[Records from a data collection]
--- START ---
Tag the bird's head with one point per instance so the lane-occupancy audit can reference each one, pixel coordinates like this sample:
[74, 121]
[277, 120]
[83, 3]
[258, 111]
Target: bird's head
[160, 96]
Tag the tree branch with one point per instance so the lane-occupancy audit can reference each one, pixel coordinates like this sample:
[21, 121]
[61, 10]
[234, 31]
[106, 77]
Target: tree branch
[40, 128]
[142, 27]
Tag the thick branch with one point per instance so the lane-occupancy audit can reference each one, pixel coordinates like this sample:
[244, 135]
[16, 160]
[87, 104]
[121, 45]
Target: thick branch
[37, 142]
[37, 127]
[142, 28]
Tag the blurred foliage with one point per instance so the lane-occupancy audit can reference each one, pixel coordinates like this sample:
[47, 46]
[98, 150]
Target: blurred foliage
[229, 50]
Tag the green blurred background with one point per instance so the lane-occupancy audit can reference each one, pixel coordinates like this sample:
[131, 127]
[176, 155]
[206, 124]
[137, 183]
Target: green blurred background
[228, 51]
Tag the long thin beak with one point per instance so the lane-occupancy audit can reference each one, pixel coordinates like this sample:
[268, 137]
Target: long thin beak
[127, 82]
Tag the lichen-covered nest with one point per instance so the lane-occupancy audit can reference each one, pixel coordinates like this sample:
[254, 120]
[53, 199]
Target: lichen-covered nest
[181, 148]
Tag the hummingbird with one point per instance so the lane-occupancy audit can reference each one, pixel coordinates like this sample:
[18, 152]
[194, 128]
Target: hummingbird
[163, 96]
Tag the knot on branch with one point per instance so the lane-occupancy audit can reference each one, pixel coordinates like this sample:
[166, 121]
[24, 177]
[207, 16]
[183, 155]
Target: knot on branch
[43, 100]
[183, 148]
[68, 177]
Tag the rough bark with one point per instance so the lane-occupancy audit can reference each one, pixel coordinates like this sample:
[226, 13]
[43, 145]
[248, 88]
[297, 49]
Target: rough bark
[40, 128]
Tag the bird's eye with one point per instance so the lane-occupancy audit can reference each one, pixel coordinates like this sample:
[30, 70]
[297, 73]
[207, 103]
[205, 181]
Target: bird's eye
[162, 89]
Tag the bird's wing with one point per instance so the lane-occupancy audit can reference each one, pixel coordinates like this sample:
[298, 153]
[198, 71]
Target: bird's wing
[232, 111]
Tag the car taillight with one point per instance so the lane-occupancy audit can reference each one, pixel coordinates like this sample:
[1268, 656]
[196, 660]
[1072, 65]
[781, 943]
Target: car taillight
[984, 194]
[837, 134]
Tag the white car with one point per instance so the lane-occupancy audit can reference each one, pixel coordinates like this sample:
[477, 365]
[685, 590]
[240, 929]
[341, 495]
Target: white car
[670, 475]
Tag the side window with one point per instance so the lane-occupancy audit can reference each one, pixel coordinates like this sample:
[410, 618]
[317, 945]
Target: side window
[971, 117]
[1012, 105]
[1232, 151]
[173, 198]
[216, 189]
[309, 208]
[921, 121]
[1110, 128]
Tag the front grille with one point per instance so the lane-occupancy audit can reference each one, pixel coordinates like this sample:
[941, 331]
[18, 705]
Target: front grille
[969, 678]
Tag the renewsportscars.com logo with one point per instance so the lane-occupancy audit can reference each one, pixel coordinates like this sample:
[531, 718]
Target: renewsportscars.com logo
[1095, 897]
--- END ---
Goal of the exercise:
Each line from the one holding "Tag the renewsportscars.com" to the end of the data above goes into the answer exactly as written, and no other line does.

Exercise solution:
Tag the renewsportscars.com logo with one point per instance so the lane-occupancy audit can reference each one, pixel coordinates like this sample:
[531, 718]
Target: renewsportscars.com logo
[1095, 897]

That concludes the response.